Brief 1
Quote the passage on Python's built-in data structures word for word, from "Most of the" up to and including "Memory is sequential.".
Brief 2
Continue the piece on Python's built-in data structures and algorithms from its final sentence.

Excerpt provided
*-*-*

It’s very important to design or choose the proper data structure and algorithm for various programming tasks. Even when we are using high-level programming language such as Python, it’s still crucial in terms of time and space complexity. In this post, I’ll try to summary the built-in data structures and algorithms in Python as a recap and reference. There are so many details which couldn’t be covered in this post, please refer to Python’s official documents.

Most of the built-in data structures in Python are sequencial, which is also the most basic and important structure while programming. Memory is sequential.

The first logo of Python, designed by Guido's brother Just van Rossum

The first logo of Python, designed by Guido’s brother Just van Rossum

list

List might be the most frequently used sequencial data structure in Python. It is fast, versatile and easy to use.

  • mutable
  • $O(1)$ for random accessing
  • $O(1)$ for tail operation (append, pop)
  • $O(n)$ for inserting and deleting at head or middle
  • $O(n)$ for membership testing (in operation)
  • more space usage than tuple
  • auto-resizing
  • suitable to be used as Stack (LIFO) structure

Normally, we use list to store homogeneous data, but this is not mandatory. But it’s a good programming style. One common pitfall about list is to change it while iterating:

>>> a = [1,2,3,4,5]
>>> for i in a:  # quick fix, use a[:] or a.copy() (shallow copy)
...   print(i)
...   a.remove(i)
... 
1
3
5
>>> a
[2, 4]

Under list structure is a piece of continuous memory so that it could achieve $O(1)$ for random element accessing. Due to the same reason, insert or delete at the head or in the middle somewhere needs to move memory and they are $O(n)$ operations.

tuple and namedtuple

Tuple is not just an immutable version of list. Tuple is best to for record data, such as rows retrieved from database table. And these data are normally heterogeneous.

  • immutable
  • $O(1)$ for random accessing
  • $O(n)$ for membership testing
  • less space usage than list
  • faster than list for constant sequential data

Namedtuple needs to be imported from collections module, and each element in namedtuple could be accessed by a property name.

*-*-*

Recorded information
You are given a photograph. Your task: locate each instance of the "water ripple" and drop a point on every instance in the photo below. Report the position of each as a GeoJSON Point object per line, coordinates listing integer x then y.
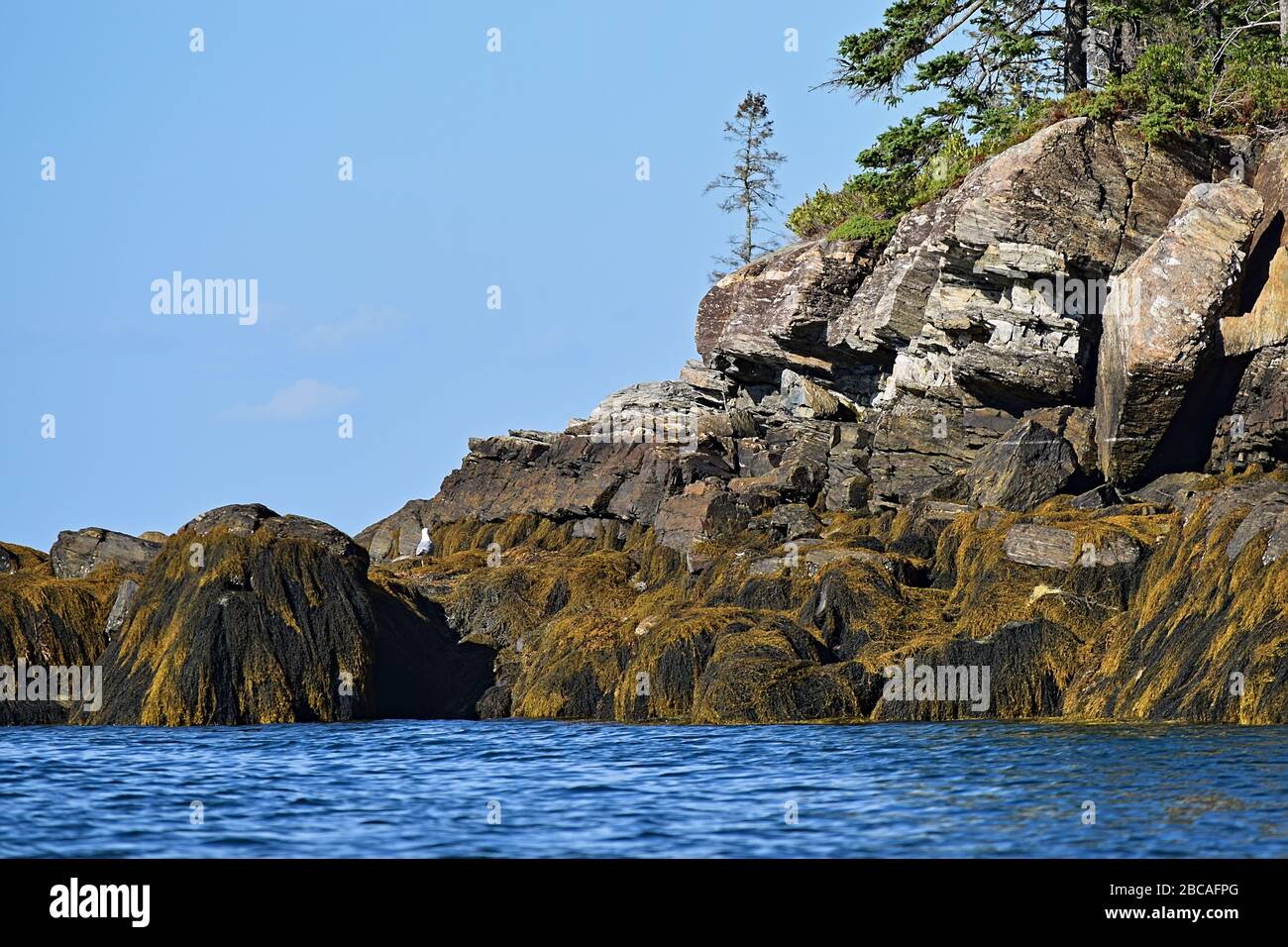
{"type": "Point", "coordinates": [537, 789]}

*-*-*

Exercise output 1
Most of the built-in data structures in Python are sequencial, which is also the most basic and important structure while programming. Memory is sequential.

Exercise output 2
>>> from collections import namedtuple
>>> rec = namedtuple('datarow',('name','age','salary'))
>>> xinlin = rec('xinlin', 99, 100.123)     
>>> xinlin.name, xinlin.age, xinlin.salary
('xinlin', 99, 100.123)

Nuances between standard tuple and namedtuple:

  • standard tuple is a hard-coded C structure, namedtuple is an imported class
  • create a standard tuple is faster than that of a namedtuple
  • namedtuple could access element by name, which is more readable and maintainable but a little slower than accessing by index (a getattr call to lookup attribute)
  • memory footprint for both are nearly the same
  • namedtuple only store field names in definition, which makes namedtuple much more memory-efficient compared to dict object

bytearray

We can treat bytearray as a special type of list which is designed only to hold raw byte data. (List objects hold references of other objects.)

  • list-like, mutable, only hold raw byte data, 0 – 255
  • memory efficient design

bytes

  • tuple-like, immutable, only hold raw byte data, 0 – 255
  • memory efficient design

array

Array is less frequently used in Python due to the powerful and handy list. Compared to list, array is specially designed to store only homogeneous numeric data.

  • list-like, mutable
  • store homogeneous numeric data, specify data type while initialization
  • memory efficient design
  • easy to interact with C API
  • if storing byte data, consider bytes or bytearray instead!
>>> import array
>>> ai = array.array('i',[1,2,3,4,5])  # i: int
>>> ad = array.array('d',[1,2,3,4,5])  # d: double-precision float
>>> ai
array('i', [1, 2, 3, 4, 5])
>>> ad
array('d', [1.0, 2.0, 3.0, 4.0, 5.0])

Another reason why array is less often used is due to NumPy’s ndarray, which is so powerful and prevalent! The main benefits of array might be the fact that it’s a built-in module.

str

In Python, we don’t have char type, only str (string). Char could be represented by str object with length 1. Str is actually another sequential data structure used to store and manipulate unicode characters.

  • tuple-like, immutable, store unicode
  • $O(1)$ for random accessing
  • $O(n)$ for membership testing
  • rich and handy string operations

Now, we start introducing sequential structure with non-continuous memory!

deque

When we need frequently insert or delete elements at the head of a sequential structure, deque might be the data structure we should employ. Deque (pronounced “deck”) is the Double-Ended Queue, which is implemented doubly-linked blocks. It is specially designed and optimized for both end operations.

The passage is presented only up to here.